- **Exercise aim**
If you see a picture in the data below, omit it and copy the rest exactly.

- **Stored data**
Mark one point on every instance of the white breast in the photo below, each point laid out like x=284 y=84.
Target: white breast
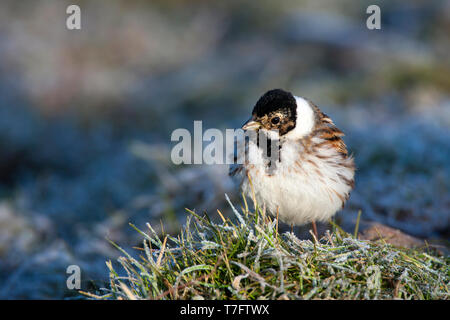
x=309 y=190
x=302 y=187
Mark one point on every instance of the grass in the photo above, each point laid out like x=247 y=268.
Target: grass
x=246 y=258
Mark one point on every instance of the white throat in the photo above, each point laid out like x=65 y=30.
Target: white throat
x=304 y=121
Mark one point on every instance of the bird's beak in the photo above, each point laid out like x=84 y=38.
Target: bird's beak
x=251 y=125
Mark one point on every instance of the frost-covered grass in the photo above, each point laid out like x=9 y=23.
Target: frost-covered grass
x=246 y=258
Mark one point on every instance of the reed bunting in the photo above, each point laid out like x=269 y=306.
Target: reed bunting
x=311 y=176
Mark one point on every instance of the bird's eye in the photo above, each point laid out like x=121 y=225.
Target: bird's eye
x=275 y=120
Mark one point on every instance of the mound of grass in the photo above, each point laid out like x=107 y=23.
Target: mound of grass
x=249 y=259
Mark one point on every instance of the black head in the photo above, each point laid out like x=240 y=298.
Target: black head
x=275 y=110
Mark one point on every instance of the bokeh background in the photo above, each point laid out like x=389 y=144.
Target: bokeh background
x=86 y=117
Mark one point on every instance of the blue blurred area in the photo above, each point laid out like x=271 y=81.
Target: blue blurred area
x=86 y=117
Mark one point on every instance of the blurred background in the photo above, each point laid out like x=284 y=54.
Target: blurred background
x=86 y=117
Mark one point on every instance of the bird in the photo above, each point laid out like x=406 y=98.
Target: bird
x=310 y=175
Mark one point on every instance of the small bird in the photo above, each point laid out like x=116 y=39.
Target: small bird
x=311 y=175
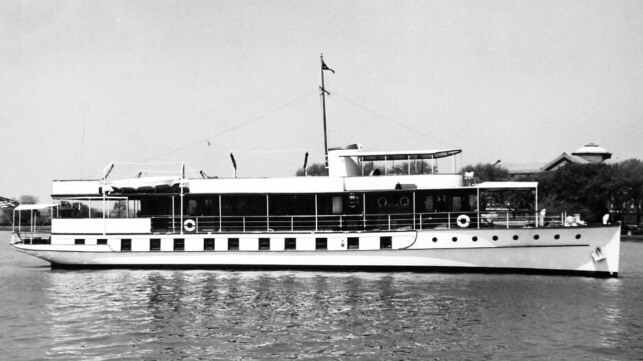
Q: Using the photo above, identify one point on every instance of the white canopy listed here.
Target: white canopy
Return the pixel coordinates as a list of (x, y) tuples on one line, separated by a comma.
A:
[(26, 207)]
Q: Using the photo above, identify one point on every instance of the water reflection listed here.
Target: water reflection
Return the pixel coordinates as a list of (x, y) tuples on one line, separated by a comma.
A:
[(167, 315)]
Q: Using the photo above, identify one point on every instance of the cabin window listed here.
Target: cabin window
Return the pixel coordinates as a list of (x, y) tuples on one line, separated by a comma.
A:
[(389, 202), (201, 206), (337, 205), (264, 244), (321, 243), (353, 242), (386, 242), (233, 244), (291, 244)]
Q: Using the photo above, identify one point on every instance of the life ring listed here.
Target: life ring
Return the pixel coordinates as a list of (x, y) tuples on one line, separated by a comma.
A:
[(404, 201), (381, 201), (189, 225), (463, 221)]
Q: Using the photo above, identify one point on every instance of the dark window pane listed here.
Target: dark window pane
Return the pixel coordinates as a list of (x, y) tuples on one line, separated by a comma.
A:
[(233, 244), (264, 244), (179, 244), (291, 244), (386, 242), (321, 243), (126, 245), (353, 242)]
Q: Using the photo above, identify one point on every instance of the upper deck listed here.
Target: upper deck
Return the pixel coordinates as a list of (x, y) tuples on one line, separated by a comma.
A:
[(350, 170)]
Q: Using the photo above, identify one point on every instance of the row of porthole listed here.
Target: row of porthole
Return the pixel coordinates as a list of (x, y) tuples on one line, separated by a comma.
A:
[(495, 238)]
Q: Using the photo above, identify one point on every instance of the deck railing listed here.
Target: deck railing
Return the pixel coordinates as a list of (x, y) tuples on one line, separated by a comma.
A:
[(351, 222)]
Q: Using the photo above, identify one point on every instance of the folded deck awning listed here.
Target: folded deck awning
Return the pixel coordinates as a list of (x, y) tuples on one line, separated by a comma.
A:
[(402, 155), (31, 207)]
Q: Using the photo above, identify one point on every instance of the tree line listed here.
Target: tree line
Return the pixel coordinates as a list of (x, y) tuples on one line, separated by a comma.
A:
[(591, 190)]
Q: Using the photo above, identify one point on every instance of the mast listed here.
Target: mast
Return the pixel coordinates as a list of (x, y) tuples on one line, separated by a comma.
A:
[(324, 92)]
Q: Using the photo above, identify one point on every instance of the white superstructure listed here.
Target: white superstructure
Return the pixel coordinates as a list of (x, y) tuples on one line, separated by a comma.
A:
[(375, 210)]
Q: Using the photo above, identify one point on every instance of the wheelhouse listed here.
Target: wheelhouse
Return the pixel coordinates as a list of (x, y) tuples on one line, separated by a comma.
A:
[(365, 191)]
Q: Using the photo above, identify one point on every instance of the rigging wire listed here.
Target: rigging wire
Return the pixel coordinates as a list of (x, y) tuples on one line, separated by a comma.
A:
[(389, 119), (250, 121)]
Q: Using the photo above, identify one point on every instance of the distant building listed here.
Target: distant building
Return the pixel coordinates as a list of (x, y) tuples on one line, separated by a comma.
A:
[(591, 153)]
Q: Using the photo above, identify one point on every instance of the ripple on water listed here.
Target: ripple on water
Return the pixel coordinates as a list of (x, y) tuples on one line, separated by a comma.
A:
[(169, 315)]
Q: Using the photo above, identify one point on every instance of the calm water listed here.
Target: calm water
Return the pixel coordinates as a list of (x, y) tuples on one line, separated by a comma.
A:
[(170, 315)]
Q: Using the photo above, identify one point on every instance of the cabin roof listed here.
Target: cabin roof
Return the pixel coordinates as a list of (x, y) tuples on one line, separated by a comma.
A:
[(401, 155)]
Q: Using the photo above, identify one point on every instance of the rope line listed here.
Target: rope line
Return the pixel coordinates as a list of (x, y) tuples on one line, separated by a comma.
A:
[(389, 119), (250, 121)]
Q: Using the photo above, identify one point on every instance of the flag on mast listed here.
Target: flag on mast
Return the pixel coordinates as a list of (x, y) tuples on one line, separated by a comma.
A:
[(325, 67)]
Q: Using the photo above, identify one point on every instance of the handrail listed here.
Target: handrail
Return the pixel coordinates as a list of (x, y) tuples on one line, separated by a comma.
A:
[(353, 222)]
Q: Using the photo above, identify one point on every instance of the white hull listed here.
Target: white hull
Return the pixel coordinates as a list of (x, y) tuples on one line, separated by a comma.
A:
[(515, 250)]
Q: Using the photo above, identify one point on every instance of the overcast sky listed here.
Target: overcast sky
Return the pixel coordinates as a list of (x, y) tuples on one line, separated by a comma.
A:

- **Written solution**
Mark one point on every instance of the white breast in the photo below, each point laid out like x=284 y=84.
Target: white breast
x=309 y=190
x=302 y=187
Mark one point on every instance of the grass in the photo above, each point laid out like x=247 y=268.
Target: grass
x=246 y=258
Mark one point on every instance of the white throat in the photo above, each point laid out like x=65 y=30.
Target: white throat
x=304 y=121
Mark one point on every instance of the bird's beak in the photo above, each point laid out like x=84 y=38.
Target: bird's beak
x=251 y=125
Mark one point on every instance of the frost-covered grass in the photo above, each point laid out like x=9 y=23.
Target: frost-covered grass
x=246 y=258
Mark one point on every instance of the reed bunting in the photo above, each point laid out like x=269 y=306.
Target: reed bunting
x=311 y=176
Mark one point on every instance of the bird's eye in the photo above, each point laid out like x=121 y=225.
Target: bird's eye
x=275 y=120
Mark one point on every instance of the mound of grass in the photo above, each point laid out like x=107 y=23.
Target: mound of grass
x=249 y=259
Mark one point on every instance of the black head in the photo above, each point laid out like x=240 y=298.
Target: black head
x=275 y=110
Mark one point on every instance of the bokeh background in the photo above, each point laid out like x=389 y=144.
Target: bokeh background
x=86 y=117
Mark one point on every instance of the blue blurred area in the photo above, each point laid out like x=271 y=81.
Target: blue blurred area
x=86 y=117
Mark one point on every instance of the blurred background in the photo above, each point laid out like x=284 y=54.
Target: blurred background
x=86 y=117
Mark one point on every instance of the bird in the photo above, each point laid out like x=406 y=98.
Target: bird
x=310 y=175
Mark one point on every instance of the small bird in the photo above, each point laid out like x=116 y=39.
Target: small bird
x=311 y=175
Q: Using the photo above, identify one point on every instance of the white canopy listed here.
Target: white canopy
Return the pixel coordinates as a list of (x, y) tuples on one line, separated by a comma.
A:
[(26, 207)]
Q: Using the photo above, identify one point on every instance of the water reflection listed here.
Target: water reflection
Return the pixel coordinates as a list of (x, y) tuples on one line, separated by a comma.
A:
[(167, 315)]
Q: Using the photo above, identify one point on every instance of the cabin window listed here.
Target: cabin window
Return the pixel coordinates as a list of (x, y) tuples on one line, separated by a comma.
A:
[(389, 202), (201, 206), (337, 205), (264, 244), (321, 243), (353, 242), (386, 242), (233, 244), (291, 244)]
Q: Using the photo above, identify one point on every instance of the life ring listed here.
Target: life ring
Return the pixel coordinates as a list of (x, y) tuples on one line, separated by a comma.
A:
[(404, 201), (381, 201), (189, 225), (463, 221)]
Q: Using the photo above, identify one point on every instance of the dark window pane listed here.
Target: dark window pane
Return the pixel coordinates as a list of (x, y) tuples on one line, separated by a comma.
A:
[(233, 244), (264, 244), (179, 244), (291, 244), (386, 242), (321, 243), (126, 245), (353, 242)]
Q: Using the photo above, identify one point on every instance of the upper deck listed here.
Target: upper deck
Return the pixel coordinates as a list of (x, y) tuples on one line, separated by a comma.
A:
[(350, 170)]
Q: Using the photo above, identify one point on every instance of the row of porthole listed here.
Target: row of porthole
Return the pixel coordinates as a list of (x, y) tuples on one line, separated by a comma.
A:
[(495, 238)]
Q: Using the photo above, identify one point on every instance of the deck railing listed here.
Target: deck railing
Return the pixel coordinates as a list of (x, y) tuples on one line, separated by a comma.
A:
[(351, 222)]
Q: Using the photo above, identify one point on every instance of the folded deck awning listed here.
Target: folded deck awning
Return the pixel coordinates as a list of (x, y) tuples on one line, separated by a comma.
A:
[(402, 155), (31, 207)]
Q: Using the photo above, identify one point on every instance of the tree line listed here.
Target: tree line
Return the pixel coordinates as a list of (x, y) tuples on one line, separated by a comma.
A:
[(591, 190)]
Q: Using the photo above, identify one point on every instance of the mast listed here.
Target: mast
Return the pixel coordinates as a list of (x, y) tuples on one line, separated by a comma.
A:
[(324, 92)]
Q: Using the photo above, identify one point on every instance of the white superstructure listed here.
Target: white superstructure
Return the pixel coordinates as a list of (x, y) tuples on one line, separated by a comma.
A:
[(375, 210)]
Q: Using the photo above, identify one point on every instance of the wheelhouse listed here.
Target: wheelhouse
Return the pixel coordinates as a list of (x, y) tuples on one line, separated by a comma.
A:
[(365, 191)]
Q: Using the photo above, identify one point on every instance of the rigging wire listed here.
Target: rigging wire
Return the pixel coordinates as a list of (x, y) tuples on one line, separated by a comma.
A:
[(389, 119), (250, 121)]
Q: Using the photo above, identify one point on every instance of the distant building listed here.
Target: distant building
Return the pixel coordinates as a list of (x, y) tuples on one line, separated by a comma.
A:
[(591, 153)]
Q: Using the photo above, identify one point on every instance of the ripple on water listed here.
Target: ripple on water
Return the pixel coordinates as a list of (x, y) tuples on one line, separated by a comma.
A:
[(169, 315)]
Q: Using the photo above, identify one point on every instance of the calm water listed here.
Target: calm water
Return the pixel coordinates as a list of (x, y) tuples on one line, separated by a comma.
A:
[(170, 315)]
Q: Using the photo above, identify one point on every instance of the cabin roof listed here.
Target: cabin roof
Return the pixel coordinates as a list of (x, y) tuples on one line, separated by a comma.
A:
[(401, 155)]
Q: Using the photo above, identify one point on every instance of the rope line listed here.
Target: rope line
Return the pixel coordinates as a list of (x, y) tuples on one line, separated by a comma.
A:
[(389, 119), (250, 121)]
Q: Using the photo above, identify one point on every instance of the flag on mast listed here.
Target: flag on mast
Return the pixel coordinates as a list of (x, y) tuples on one line, separated by a comma.
A:
[(325, 67)]
Q: Using the photo above, identify one point on every instance of the handrail listed here.
Target: handrail
Return the pixel coordinates as a list of (x, y) tuples on one line, separated by a comma.
A:
[(353, 222)]
Q: Using the photo above, identify one point on every instance of the white hull listed here.
Target: white hull
Return the pixel coordinates as a list of (x, y) tuples on one line, separated by a comma.
A:
[(515, 250)]
Q: Using the photo above, identify one point on every instance of the overcast sky listed here.
Target: overcast sky
Return the pixel coordinates as a list of (x, y) tuples on one line, separated by a comma.
A:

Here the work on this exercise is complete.